_Work to do_:
Extract every line of the data below that contains the string "pepper", copying each one in full. Treat the match as case-sensitive.

········

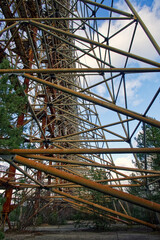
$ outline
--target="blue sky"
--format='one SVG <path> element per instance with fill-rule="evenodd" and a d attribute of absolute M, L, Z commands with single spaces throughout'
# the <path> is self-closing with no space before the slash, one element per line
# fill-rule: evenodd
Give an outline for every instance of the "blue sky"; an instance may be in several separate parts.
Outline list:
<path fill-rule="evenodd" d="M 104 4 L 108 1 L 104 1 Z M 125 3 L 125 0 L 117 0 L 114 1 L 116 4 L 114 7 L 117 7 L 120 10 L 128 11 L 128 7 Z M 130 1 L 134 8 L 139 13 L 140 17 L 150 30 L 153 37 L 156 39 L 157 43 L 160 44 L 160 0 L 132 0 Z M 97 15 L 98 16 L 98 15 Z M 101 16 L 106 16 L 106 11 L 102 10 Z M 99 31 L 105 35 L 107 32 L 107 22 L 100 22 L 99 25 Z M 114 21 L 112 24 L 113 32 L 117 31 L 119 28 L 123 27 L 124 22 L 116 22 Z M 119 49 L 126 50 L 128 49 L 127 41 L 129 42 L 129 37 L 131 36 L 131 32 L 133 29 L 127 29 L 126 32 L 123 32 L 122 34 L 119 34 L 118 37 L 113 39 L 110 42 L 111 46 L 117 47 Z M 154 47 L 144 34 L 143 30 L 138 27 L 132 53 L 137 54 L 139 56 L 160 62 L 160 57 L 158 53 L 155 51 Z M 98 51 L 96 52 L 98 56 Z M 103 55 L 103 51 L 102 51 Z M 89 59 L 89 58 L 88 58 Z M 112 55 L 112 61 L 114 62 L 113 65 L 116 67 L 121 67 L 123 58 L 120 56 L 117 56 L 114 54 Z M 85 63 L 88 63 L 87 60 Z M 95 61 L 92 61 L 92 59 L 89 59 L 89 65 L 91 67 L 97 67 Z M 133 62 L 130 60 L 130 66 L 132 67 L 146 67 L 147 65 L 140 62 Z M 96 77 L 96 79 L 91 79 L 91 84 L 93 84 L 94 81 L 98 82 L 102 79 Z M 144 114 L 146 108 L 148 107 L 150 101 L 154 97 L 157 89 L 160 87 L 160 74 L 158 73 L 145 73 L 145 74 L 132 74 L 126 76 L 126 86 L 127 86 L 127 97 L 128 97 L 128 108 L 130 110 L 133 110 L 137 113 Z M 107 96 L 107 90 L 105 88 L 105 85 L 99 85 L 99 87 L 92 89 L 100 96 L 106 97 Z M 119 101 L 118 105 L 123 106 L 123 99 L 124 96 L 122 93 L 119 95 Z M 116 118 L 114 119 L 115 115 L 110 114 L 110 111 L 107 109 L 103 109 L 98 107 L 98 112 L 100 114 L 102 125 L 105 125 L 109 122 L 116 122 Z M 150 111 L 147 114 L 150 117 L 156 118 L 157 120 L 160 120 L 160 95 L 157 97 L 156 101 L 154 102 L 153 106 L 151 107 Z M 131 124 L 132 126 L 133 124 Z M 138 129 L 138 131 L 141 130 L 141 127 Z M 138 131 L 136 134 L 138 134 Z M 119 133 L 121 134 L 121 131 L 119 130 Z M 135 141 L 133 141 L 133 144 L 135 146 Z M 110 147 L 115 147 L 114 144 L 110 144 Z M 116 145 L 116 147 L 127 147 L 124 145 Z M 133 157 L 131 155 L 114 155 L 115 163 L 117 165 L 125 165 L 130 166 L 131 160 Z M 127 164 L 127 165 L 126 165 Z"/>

········

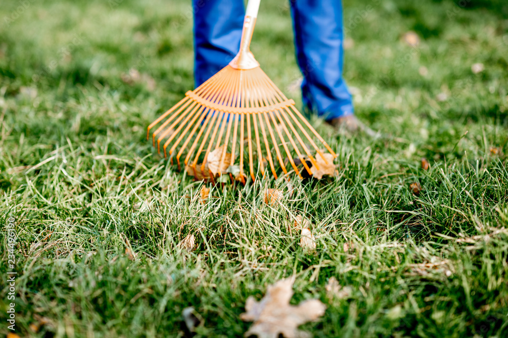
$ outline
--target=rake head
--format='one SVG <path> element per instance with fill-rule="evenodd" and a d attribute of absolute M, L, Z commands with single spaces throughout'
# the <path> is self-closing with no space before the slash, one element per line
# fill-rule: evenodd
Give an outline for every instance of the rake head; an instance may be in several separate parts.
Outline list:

········

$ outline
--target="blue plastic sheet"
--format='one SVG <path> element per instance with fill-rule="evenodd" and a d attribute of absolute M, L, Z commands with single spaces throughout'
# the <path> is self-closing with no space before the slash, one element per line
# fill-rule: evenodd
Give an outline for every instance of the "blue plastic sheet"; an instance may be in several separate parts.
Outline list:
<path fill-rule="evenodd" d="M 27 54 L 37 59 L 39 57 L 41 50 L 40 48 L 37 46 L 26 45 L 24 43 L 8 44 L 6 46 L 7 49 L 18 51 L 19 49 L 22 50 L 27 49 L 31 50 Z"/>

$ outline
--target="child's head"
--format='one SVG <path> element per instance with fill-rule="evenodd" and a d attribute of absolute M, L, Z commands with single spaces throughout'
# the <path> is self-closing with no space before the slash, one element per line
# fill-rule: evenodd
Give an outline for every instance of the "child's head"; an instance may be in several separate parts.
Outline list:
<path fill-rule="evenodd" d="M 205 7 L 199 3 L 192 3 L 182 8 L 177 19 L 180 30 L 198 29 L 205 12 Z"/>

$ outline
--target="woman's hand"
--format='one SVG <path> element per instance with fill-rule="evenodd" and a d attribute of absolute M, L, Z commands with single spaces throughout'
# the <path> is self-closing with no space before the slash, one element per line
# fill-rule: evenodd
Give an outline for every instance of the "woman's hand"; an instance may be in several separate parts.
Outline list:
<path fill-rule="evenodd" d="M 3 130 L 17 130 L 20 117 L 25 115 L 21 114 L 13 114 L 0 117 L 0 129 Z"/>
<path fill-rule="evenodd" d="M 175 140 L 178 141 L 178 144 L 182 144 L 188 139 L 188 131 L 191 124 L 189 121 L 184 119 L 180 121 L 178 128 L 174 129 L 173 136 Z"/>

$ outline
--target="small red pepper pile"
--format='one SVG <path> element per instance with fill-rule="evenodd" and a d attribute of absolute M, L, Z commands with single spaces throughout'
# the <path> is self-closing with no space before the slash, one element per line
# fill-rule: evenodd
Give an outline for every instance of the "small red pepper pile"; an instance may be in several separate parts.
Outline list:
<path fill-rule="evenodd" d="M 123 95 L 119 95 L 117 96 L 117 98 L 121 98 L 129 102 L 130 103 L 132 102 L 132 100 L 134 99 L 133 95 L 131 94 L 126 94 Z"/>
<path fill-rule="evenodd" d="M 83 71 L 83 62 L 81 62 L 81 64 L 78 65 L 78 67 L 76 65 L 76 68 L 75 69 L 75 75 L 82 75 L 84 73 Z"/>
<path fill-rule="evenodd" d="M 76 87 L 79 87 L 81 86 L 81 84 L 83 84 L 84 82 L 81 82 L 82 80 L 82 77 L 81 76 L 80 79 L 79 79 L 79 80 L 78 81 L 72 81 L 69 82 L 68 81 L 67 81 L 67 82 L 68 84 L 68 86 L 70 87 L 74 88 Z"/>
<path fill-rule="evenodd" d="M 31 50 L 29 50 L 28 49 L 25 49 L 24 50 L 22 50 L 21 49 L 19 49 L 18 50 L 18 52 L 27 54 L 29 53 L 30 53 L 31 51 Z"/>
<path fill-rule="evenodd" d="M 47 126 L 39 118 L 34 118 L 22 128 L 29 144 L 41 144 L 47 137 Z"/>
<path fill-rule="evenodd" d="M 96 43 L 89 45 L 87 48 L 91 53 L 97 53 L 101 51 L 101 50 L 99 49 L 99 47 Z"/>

········

_Exercise result_:
--target="small red pepper pile"
Give an outline for every instance of the "small red pepper pile"; an instance may be in several separate parts.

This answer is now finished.